WHAT IS BEING ASKED
All of the data is to be printed again exactly as it appears.

○ ○ ○ ○ ○

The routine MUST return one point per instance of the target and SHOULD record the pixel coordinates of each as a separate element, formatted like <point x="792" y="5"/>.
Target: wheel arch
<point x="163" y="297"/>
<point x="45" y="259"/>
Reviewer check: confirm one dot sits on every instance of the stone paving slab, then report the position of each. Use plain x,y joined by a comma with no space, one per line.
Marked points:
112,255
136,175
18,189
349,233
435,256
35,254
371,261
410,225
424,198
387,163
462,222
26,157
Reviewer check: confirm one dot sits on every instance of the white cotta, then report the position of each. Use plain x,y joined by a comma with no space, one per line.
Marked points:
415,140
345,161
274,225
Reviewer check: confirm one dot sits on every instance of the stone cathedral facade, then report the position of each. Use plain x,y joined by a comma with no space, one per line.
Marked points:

○ ○ ○ ○ ○

EXPECTED OUTPUT
The routine MUST return one point per instance of the target and SHOULD record the pixel coordinates of each as a separate element, formatted like <point x="792" y="5"/>.
Target: wheel arch
<point x="163" y="297"/>
<point x="45" y="259"/>
Reviewer check: confirm one dot sits on every instance of the stone paving slab, then report the position of each. Use plain x,y joined by a comma with no space, one per line.
Marked points:
112,255
136,175
18,189
349,233
435,256
35,254
371,261
410,225
424,198
387,163
462,222
26,157
Reviewer check: confirm one dot sits on every instance of the white cotta, then report the position of each. Use plain x,y joined by a comma with no space, one per line.
Marked points:
415,140
345,161
274,225
Reviewer check: confirm one dot sits on every instance of the stone cathedral facade, then report the position of each. Use plain x,y joined by a comma with no space, one per line.
Marked points:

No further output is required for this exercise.